Copy exactly. Begin with the line that contains "# test: locate()" and stop after the last line of the records.

* * * * * * * * *

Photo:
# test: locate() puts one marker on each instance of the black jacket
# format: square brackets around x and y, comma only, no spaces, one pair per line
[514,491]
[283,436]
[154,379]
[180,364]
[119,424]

* * * * * * * * *

■ **Reply**
# test: locate() puts one marker on each instance of the black jacket
# format: square brackets around x and y, comma only, no spaces, one pair per line
[514,491]
[283,436]
[154,379]
[180,364]
[119,424]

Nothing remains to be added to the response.